* [Task description]:
Transcribe, word for word, everything in the text on autologous conditioned serum for neuropathic pain from "Autologous conditioned serum (ACS)" down to "cruciate ligament reconstruction.".

* [Provided text]:

::::

Autologous Conditioned Serum as a Treatment for Neuropathic Pain
What is neuropathic pain?
Neuropathic pain occurs when the central nervous system or the peripheral nerves are damaged. Peripheral neuropathy usually begins in the longest nerves of the body, such as the feet and hands. As the condition progresses, it moves up the arms and legs.
Because the spine and nerves are intertwined and work together, issues in the spine can cause nerve pain. Lumbar herniated disc is a common form of nerve pain that occurs when a disc between the vertebrae becomes herniated and places pressure on a spinal nerve root. Once the nerves become damaged and neuropathy becomes an issue, false signals are sent from the peripheral nervous system and central nervous system to the spinal cord, and then to the brain.
What is autologous conditioned serum?
Autologous conditioned serum (ACS) is a substance produced from an individual’s own blood. It can generate an inhibitor of the cytokine interleukin-1, which is thought to aid in the processes of pain, tissue destruction, and inflammation in musculoskeletal conditions. ACS has shown to successfully treat osteoarthritis and radicular compression. Significant evidence exists to suggest that it could potentially help treat muscle injuries, tendinopathies, and tunnel widening after anterior cruciate ligament reconstruction.
ACS and neuropathic pain
ACS could potentially relieve nerve pain. In a study from Duke Health, several rodents were injected with ACS after receiving a regimen of a chemotherapy drug that has common side effects of numbness and tingling in the extremities. After being injected with ACS, the rodents’ nerve pain was alleviated, and the relief lasted for numerous weeks. The cytokines and growth proteins in ACS, that were previously thought to produce pain-relieving effects, would not produce long-lasting results. Researchers discovered that exosomes could actually be responsible for the long-lasting pain relief experienced as a result of ACS therapy.
Exosomes are small packages of information that are shared between cells, such as immune cells, and contain many molecules that work against inflammation. These molecules become activated during the conditioning and incubation process of ACS. Knowing the mechanics of how ACS is able to provide extended relief enables scientists to develop new therapeutic uses for ACS.

::::

* [Excerpted data]:
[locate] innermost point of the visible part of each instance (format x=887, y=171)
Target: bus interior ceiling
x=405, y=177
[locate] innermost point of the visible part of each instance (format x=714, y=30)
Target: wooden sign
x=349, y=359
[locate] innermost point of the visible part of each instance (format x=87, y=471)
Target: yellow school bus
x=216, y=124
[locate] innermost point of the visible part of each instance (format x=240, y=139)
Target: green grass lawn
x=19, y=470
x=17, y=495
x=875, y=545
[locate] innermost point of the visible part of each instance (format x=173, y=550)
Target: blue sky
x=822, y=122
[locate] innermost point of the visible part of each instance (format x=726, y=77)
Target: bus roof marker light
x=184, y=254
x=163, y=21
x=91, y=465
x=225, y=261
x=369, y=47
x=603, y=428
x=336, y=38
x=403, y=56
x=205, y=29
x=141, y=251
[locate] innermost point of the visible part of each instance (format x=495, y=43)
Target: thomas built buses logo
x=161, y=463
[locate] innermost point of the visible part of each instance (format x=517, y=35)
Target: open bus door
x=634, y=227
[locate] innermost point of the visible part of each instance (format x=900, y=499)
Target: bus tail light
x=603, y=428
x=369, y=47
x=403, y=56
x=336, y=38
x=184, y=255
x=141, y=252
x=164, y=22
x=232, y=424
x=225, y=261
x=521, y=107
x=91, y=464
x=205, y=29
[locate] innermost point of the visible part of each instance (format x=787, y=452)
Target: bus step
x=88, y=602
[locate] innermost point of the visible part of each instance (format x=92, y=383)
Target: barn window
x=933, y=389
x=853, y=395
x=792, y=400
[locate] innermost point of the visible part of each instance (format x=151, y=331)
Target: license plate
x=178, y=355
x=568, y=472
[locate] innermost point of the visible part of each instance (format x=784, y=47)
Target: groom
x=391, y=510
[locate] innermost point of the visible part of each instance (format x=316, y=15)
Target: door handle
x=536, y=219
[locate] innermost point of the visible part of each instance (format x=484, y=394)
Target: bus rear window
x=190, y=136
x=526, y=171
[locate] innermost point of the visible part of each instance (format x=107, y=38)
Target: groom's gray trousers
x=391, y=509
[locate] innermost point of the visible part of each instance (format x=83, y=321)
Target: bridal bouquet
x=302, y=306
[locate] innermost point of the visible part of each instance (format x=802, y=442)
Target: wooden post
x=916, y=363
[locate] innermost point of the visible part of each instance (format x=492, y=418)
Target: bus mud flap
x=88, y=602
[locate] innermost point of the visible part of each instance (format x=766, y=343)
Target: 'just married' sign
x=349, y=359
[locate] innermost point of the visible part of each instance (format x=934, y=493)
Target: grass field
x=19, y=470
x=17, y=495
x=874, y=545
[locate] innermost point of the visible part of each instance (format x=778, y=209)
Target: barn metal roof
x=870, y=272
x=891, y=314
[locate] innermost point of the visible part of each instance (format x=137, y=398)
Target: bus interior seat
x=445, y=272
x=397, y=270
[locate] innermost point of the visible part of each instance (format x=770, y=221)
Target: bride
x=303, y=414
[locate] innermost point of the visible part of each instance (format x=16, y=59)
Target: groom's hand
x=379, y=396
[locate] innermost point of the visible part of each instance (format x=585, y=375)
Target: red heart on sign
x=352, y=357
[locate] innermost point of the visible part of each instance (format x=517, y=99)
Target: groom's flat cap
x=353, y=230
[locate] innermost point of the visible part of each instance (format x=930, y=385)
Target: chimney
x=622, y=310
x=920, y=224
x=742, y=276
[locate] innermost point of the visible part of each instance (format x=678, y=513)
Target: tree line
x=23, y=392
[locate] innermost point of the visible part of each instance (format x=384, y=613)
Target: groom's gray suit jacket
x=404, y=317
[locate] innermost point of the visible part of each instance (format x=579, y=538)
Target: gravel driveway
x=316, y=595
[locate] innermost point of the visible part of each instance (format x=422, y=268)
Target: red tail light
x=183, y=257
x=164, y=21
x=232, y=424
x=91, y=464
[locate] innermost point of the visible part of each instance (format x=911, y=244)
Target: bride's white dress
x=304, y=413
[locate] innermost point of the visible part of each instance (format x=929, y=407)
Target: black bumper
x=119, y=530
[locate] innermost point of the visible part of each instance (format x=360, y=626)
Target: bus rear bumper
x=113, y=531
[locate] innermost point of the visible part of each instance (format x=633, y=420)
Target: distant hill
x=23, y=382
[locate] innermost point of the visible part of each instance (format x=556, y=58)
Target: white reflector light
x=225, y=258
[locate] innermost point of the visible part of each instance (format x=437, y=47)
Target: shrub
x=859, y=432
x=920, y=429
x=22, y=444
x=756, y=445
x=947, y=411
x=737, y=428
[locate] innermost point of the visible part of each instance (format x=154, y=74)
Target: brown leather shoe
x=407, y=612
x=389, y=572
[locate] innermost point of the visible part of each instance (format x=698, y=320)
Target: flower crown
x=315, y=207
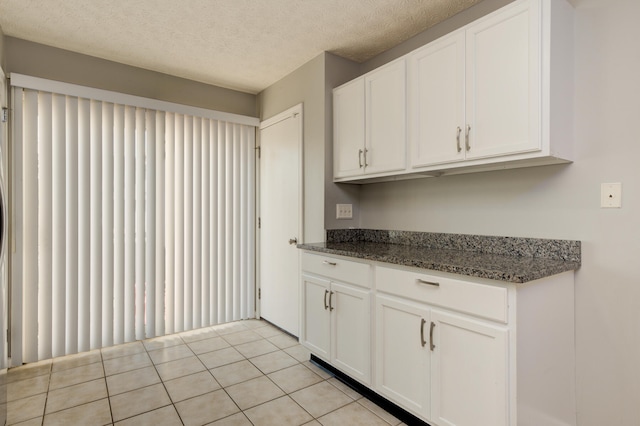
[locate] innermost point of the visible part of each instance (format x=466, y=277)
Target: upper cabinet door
x=386, y=118
x=503, y=82
x=436, y=78
x=348, y=127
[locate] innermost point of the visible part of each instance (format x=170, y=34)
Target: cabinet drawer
x=476, y=299
x=337, y=269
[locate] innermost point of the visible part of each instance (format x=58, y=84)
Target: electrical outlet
x=344, y=211
x=611, y=195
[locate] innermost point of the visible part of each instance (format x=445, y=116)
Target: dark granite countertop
x=501, y=267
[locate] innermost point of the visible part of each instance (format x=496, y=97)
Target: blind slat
x=58, y=214
x=107, y=224
x=118, y=225
x=129, y=224
x=95, y=154
x=71, y=180
x=45, y=231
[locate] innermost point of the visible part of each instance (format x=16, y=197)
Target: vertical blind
x=129, y=223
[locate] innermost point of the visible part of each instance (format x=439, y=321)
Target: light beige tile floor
x=241, y=373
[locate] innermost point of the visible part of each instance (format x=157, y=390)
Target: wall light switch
x=344, y=211
x=611, y=195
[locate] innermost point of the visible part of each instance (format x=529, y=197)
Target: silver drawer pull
x=419, y=281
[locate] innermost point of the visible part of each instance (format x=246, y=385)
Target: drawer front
x=476, y=299
x=337, y=269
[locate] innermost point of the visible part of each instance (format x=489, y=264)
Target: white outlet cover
x=344, y=211
x=611, y=195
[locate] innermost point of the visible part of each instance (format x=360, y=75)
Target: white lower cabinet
x=450, y=349
x=440, y=366
x=402, y=357
x=336, y=316
x=468, y=371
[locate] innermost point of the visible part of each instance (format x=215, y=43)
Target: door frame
x=290, y=112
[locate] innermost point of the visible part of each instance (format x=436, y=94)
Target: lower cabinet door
x=402, y=353
x=469, y=367
x=351, y=331
x=316, y=329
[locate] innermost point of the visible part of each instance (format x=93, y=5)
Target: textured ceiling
x=241, y=44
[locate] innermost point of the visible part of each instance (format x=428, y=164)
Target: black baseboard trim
x=399, y=413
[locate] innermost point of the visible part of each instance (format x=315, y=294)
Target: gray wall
x=38, y=60
x=305, y=85
x=563, y=202
x=311, y=85
x=337, y=71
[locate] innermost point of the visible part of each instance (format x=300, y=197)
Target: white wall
x=563, y=202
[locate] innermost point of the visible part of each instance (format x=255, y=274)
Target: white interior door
x=280, y=218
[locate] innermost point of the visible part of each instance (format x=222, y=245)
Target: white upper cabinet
x=386, y=119
x=348, y=128
x=370, y=124
x=503, y=83
x=436, y=79
x=494, y=94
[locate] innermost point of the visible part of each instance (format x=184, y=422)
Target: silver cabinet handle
x=435, y=284
x=431, y=344
x=466, y=138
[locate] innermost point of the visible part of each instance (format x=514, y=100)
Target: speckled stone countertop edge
x=511, y=269
x=565, y=250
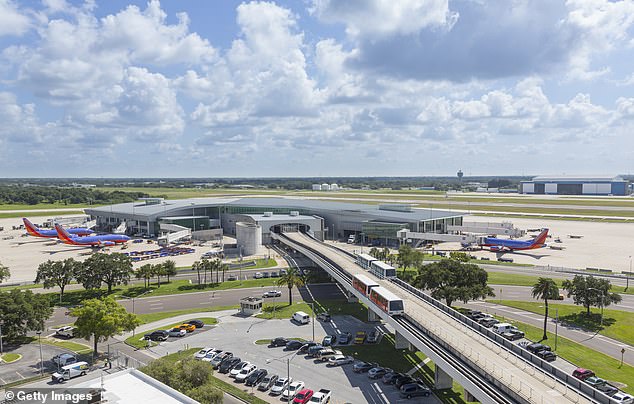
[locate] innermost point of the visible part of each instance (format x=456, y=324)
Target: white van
x=69, y=371
x=301, y=317
x=501, y=328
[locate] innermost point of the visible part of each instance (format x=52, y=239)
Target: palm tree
x=545, y=289
x=291, y=279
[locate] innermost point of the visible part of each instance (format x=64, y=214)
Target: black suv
x=279, y=341
x=158, y=335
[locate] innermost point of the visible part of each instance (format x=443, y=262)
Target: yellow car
x=359, y=338
x=187, y=327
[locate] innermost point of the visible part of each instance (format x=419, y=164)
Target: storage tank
x=248, y=237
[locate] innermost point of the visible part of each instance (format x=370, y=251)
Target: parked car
x=187, y=327
x=267, y=382
x=414, y=390
x=339, y=360
x=203, y=352
x=196, y=323
x=245, y=372
x=344, y=338
x=292, y=390
x=256, y=377
x=582, y=374
x=278, y=341
x=303, y=396
x=377, y=373
x=329, y=340
x=280, y=385
x=373, y=336
x=158, y=335
x=362, y=367
x=227, y=365
x=176, y=332
x=272, y=293
x=293, y=345
x=360, y=337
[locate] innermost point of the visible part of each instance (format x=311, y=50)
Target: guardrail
x=559, y=375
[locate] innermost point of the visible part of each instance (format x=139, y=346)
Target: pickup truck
x=321, y=397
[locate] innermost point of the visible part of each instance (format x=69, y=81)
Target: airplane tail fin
x=30, y=227
x=541, y=238
x=63, y=234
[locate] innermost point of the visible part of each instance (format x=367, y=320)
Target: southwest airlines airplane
x=498, y=244
x=37, y=232
x=104, y=240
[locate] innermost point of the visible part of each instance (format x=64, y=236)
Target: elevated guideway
x=488, y=370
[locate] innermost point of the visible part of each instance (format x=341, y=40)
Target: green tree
x=170, y=269
x=101, y=319
x=111, y=269
x=57, y=273
x=545, y=289
x=290, y=280
x=4, y=272
x=589, y=291
x=453, y=280
x=23, y=311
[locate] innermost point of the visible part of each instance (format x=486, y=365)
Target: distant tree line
x=32, y=195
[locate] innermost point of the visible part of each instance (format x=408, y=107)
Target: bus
x=387, y=301
x=363, y=284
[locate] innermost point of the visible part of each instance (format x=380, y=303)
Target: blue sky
x=315, y=88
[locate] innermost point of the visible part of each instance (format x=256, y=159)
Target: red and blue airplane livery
x=499, y=244
x=37, y=232
x=104, y=240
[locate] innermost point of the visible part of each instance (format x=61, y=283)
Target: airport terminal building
x=573, y=185
x=252, y=219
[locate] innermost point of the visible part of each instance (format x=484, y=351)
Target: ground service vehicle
x=267, y=382
x=69, y=371
x=64, y=359
x=301, y=317
x=303, y=396
x=321, y=397
x=280, y=385
x=387, y=301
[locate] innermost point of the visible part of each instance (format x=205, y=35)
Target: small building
x=251, y=305
x=575, y=185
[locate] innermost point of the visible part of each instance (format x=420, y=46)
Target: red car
x=303, y=396
x=582, y=374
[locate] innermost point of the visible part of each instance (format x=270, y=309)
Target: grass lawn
x=138, y=342
x=10, y=357
x=617, y=324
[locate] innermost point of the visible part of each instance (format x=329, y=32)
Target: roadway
x=481, y=352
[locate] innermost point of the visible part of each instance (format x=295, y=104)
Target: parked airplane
x=104, y=240
x=498, y=244
x=37, y=232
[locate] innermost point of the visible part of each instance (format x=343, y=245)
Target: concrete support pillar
x=441, y=379
x=469, y=397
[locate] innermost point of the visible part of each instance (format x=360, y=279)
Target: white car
x=279, y=386
x=272, y=293
x=203, y=352
x=624, y=398
x=176, y=332
x=338, y=360
x=292, y=390
x=234, y=372
x=246, y=372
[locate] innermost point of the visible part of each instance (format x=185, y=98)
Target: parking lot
x=238, y=335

::::

* [Answer space]:
Autologous conditioned serum (ACS) is a substance produced from an individual’s own blood. It can generate an inhibitor of the cytokine interleukin-1, which is thought to aid in the processes of pain, tissue destruction, and inflammation in musculoskeletal conditions. ACS has shown to successfully treat osteoarthritis and radicular compression. Significant evidence exists to suggest that it could potentially help treat muscle injuries, tendinopathies, and tunnel widening after anterior cruciate ligament reconstruction.